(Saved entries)
= Beginning of Section =

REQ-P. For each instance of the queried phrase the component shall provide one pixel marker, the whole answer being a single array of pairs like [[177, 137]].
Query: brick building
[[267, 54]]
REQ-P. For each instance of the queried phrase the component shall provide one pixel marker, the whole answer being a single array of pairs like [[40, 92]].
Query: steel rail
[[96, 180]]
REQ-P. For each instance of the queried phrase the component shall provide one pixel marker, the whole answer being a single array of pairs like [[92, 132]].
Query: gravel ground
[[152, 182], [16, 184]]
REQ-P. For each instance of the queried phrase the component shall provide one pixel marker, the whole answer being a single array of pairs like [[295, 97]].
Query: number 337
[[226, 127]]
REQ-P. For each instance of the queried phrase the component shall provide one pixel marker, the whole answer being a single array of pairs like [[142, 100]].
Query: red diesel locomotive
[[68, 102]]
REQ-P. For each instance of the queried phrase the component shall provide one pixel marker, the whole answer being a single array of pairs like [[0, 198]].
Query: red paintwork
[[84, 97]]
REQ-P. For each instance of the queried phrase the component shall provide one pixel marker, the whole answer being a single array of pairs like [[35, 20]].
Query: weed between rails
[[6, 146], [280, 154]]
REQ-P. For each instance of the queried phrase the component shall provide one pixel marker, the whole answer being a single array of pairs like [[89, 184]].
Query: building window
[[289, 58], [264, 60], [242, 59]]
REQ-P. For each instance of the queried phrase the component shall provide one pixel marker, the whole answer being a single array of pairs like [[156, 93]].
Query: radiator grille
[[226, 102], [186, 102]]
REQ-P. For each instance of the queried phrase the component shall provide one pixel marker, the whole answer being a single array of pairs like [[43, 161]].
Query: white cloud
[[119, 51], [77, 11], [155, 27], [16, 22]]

= End of Section =

(EXERCISE OBJECTIVE) Go through the entries above and report every line in which the word "answer" appears.

(PROBLEM SOLUTION)
REQ-P. For each instance of the queried phrase the component shall provide one pixel marker, the whole answer being a single array of pairs like [[177, 137]].
REQ-P. For each instance of the queried phrase the component shall provide one pixel marker, the whole answer being a single array of pairs like [[40, 92]].
REQ-P. For each instance of the queried phrase the component shall provide one pixel marker, the whole answer being a single array of pairs like [[92, 132]].
REQ-P. For each instance of the queried phrase the component shall provide one pixel marker, the whole answer being a single array of pairs like [[295, 97]].
REQ-P. For each instance of the queried phrase the component shall provide one pixel marker, the whole answer being a single array of pairs like [[142, 100]].
REQ-P. For each instance of the queried phrase the component shall provide one pixel marker, the whole answer being a single array of pairs like [[0, 198]].
REQ-P. For each instance of the queried phrase the component shall provide one pixel marker, the whole answer being a single array of pairs like [[35, 20]].
REQ-P. For each instance of the queried phrase the component shall provide one pixel marker, the whole answer being a single array of pairs like [[89, 184]].
REQ-P. For each instance of the queried phrase the component shall provide one pixel marker, the whole answer being a single array of pairs like [[156, 93]].
REQ-P. For each instance of the queried phrase the component shall provide one pixel marker, the whole answer being a single array of pairs like [[43, 161]].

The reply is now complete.